* **ESTRATTO DELLA PAGINA**
_ _ _ _ _ _ _

Egli sostiene  che mentre nell’età moderna tutto era definibile come  una solida costruzione, una fase storica entro la quale  ogni questione principale era votata a dar vita a  un’identità specifica affinché si stabilizzi nella cultura  corrente mentre nel postmodernismo ogni aspetto  della vita può venir plasmato artificialmente. Egli  coniuga questo rimodellamento continuo con  l’espressione “liquido”. Il passo verso la “società  liquida”, a qual punto, si dimostrò quasi immediato.  Vale la pena ricordare anche altre intuizioni  sull’argomento: “la narrativa postmodernista si  caratterizza per il disordine temporale, il disprezzo  della narrazione lineare, la commistione delle forme e  la sperimentazione nel linguaggio”- Barry Lewis, 2001.

Baumann ritiene che nella società liquida non esista  più lo spazio; esso è sostituito dal “luogo” dotato della  capacità di creare un significato dall’esperienza, dalla  definizione di ambito e perimetro locale. “Quando lo  spazio cessa di essere significante cessa  conseguentemente di essere luogo, non definisce più,  dunque, né ambiti né dimensioni locali, diventando  mero spazio” – Z.B.  La fotografia sta attraversando questa tempesta  sociale e culturale, la rete ha già completamente  modificato l’intero sistema delle relazioni andando a  interferire in modo variabile nei gruppi di individui che  la utilizzano. Solo 15 anni fa i baby boomers (persone  nate fra il 1945 e il 1964) e la generazione X (1965 –  1980) utilizzavano la rete traslando processi e  atteggiamenti dalla vita reale. Ma da quando i  Millennials (> 1980) si sono accorti che potevano  sfruttare in modo diverso le neotecnologie, gli operatori  della rete hanno cambiato strategia. L’avvento del Web  2.0 (prima apparizione nel 2004) ha accelerato  l’insieme dei cambiamenti. La fotografia ha  rapidamente sfruttato direttamente (pubblicazione) e  indirettamente (comunicazione) i nuovi “media”.

_ _ _ _ _ _ _

* **COMPITO 1**
Traduci in inglese questa frase dell'estratto: «L’avvento del Web 2.0 (prima apparizione nel 2004) ha accelerato l’insieme dei cambiamenti.»
* **COMPITO 2**
Riassumi l'estratto sulla società liquida e la fotografia in due frasi.
Per svolgere il lavoro basta l'estratto della pagina.

* **DATI MOSTRATI**
_ _ _ _ _ _ _

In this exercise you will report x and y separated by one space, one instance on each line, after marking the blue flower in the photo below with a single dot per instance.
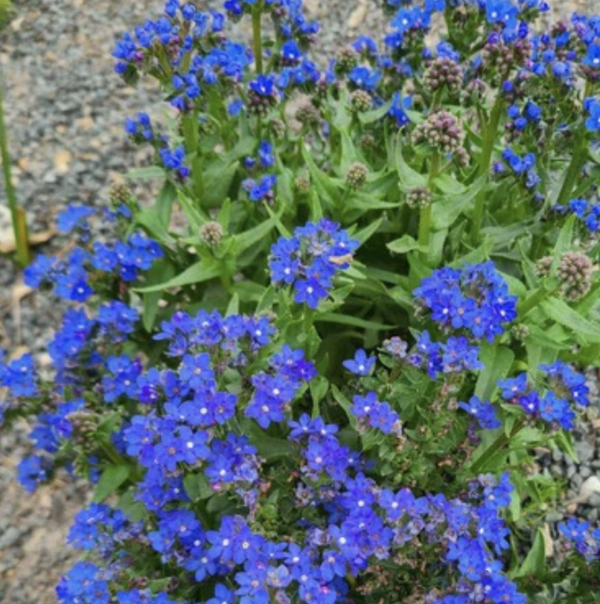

_ _ _ _ _ _ _

* **SOLUZIONE SCRITTA 1**
The advent of Web 2.0 (first appearing in 2004) accelerated the whole set of changes.

* **SOLUZIONE SCRITTA 2**
L'estratto contrappone l'età moderna, vista come una solida costruzione, al postmodernismo, in cui ogni aspetto della vita può essere plasmato artificialmente, un rimodellamento continuo indicato con l'espressione «liquido». Afferma poi che la rete ha modificato l'intero sistema delle relazioni, che gli operatori della rete hanno cambiato strategia quando i Millennials hanno sfruttato diversamente le neotecnologie, che il Web 2.0 ha accelerato i cambiamenti e che la fotografia ha sfruttato rapidamente i nuovi media.